-- Begin Page excerpt --
Nickolay, tnx to yor reply. Have sphinx any limitation on text corpus size for
language model training? Because i dont have any problem when i use small
training corpus.
There is no limitation.
You don't have this problem because word which caused the error didn't get
into small corpus. In large corpus you have the words which cause errors.
Nickolay, thanks for your reply. I try to train 1 GB text file as a LM. I use
SRILM to produce ARPA file. then i sort it using with Sphinx_lm_sort. After
sorting, I am using Sphinx_lm_convert to convert it to binary format but i
receive such error . please help me. tnx
INFO: cmd_ln.c(559): Parsing command line:
sphinx_lm_convert \
-i sortdilmodeli.arpa \
-o dml.lm.DMP
Current configuration:
-case
-debug 0
-help no no
-i sortdilmodeli.arpa
-ienc
-ifmt
-logbase 1.0001 1.000100e+00
-mmap no no
-o dml.lm.DMP
-oenc utf8 utf8
-ofmt
INFO: ngram_model_arpa.c(477): ngrams 1=120702, 2=5261809, 3=5303598
INFO: ngram_model_arpa.c(135): Reading unigrams
INFO: ngram_model_arpa.c(516): 120702 = #unigrams created
INFO: ngram_model_arpa.c(195): Reading bigrams
.................................................ERROR: "ngram_model_arpa.c",
line 253: Bigrams not in unigram order
ERROR: "ngram_model_dmp.c", line 121: Wrong magic header size number a5c6461:
sortdilmodeli.arpa is not a dump file
Segmentation fault
Hello
I do not think that sphinx_lm_convert supports more than 64 unigrams, your
model is too large. There is LIUM branch in our sources which allows you to
use bigger langauge model but you need to compile it separately.
-- End Page excerpt --
-- Begin Dataset --
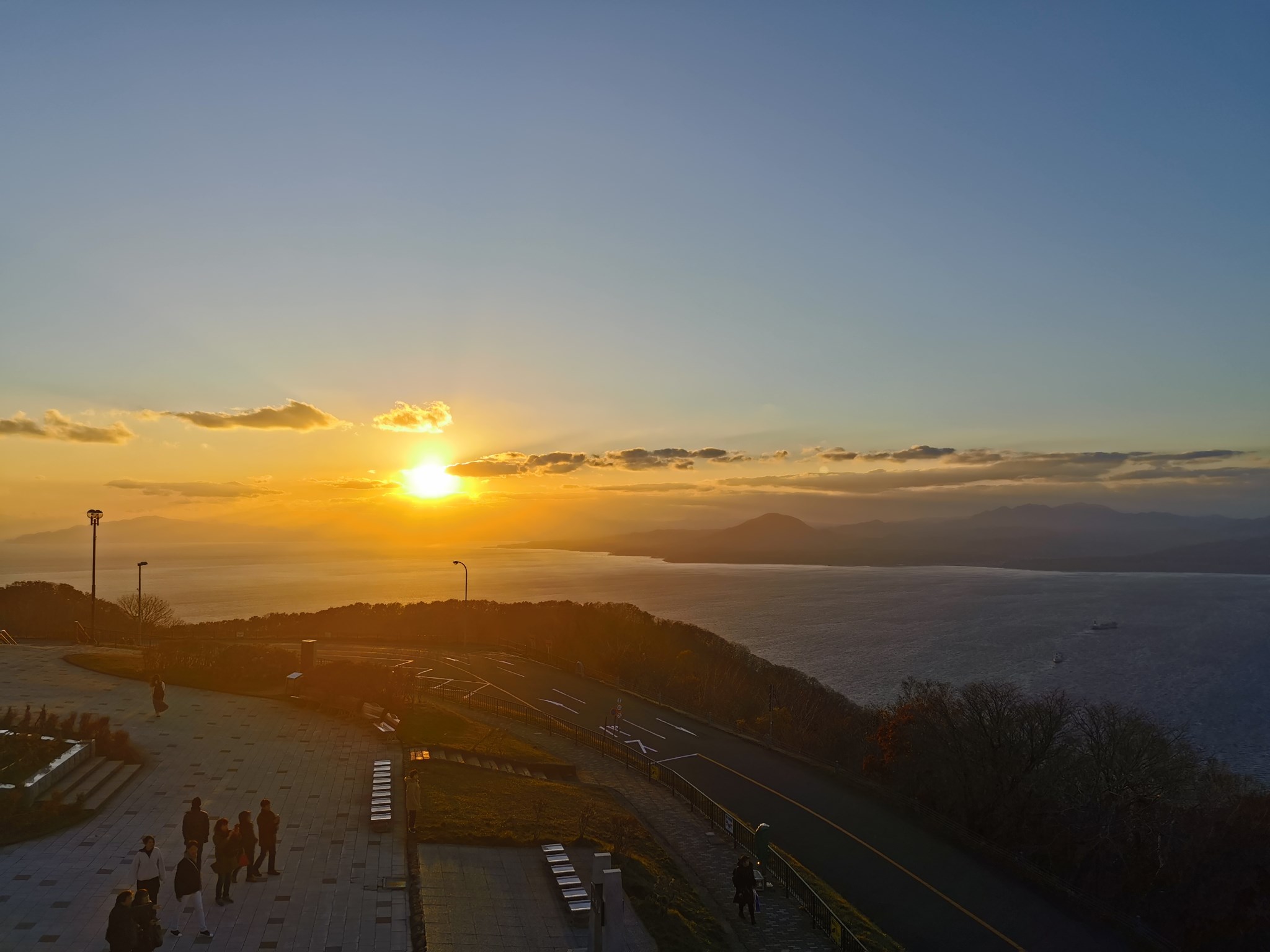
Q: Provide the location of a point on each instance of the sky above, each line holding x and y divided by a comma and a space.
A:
761, 238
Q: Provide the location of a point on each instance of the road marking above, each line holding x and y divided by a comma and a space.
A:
643, 729
676, 726
549, 701
876, 852
666, 760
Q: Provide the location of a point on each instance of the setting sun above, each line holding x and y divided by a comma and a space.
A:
430, 482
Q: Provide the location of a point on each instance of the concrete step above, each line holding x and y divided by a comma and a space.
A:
71, 780
118, 777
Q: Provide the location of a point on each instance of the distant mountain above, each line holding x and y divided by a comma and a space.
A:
156, 530
1025, 537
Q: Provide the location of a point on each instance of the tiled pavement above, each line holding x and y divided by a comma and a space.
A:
783, 927
486, 899
56, 892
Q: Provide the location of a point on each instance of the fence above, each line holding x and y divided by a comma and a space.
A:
776, 870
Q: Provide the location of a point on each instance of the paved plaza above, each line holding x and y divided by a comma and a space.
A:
334, 891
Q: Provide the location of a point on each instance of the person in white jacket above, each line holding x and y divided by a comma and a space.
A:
148, 867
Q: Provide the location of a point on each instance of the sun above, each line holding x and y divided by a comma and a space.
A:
430, 482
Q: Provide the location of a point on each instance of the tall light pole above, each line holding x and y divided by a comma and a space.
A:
139, 602
94, 517
465, 602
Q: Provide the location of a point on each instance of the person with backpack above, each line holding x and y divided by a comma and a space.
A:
-- End Dataset --
→ Tasks to carry out
- a) Reproduce the part of the Sphinx forum thread that opens with the words containing "Nickolay, tnx to" and closes with "which cause errors.".
- b) In the Sphinx forum thread, what tool does the poster use to produce the ARPA file?
- c) For each statement, say whether it agrees with the Sphinx forum thread, and quote the words that decide it. (i) The poster tries to train a 1 GB text file as a language model. (ii) According to a reply, Sphinx limits the text corpus size for language model training. (iii) The LIUM branch can be used without compiling it separately.
The records have no connection to the Sphinx forum thread.

→ Answers to the exercise
- a)
Nickolay, tnx to yor reply. Have sphinx any limitation on text corpus size for
language model training? Because i dont have any problem when i use small
training corpus.
There is no limitation.
You don't have this problem because word which caused the error didn't get
into small corpus. In large corpus you have the words which cause errors.

- b) SRILM.

- c)
(i) Yes: "I try to train 1 GB text file as a LM."
(ii) No: "There is no limitation."
(iii) No: "but you need to compile it separately."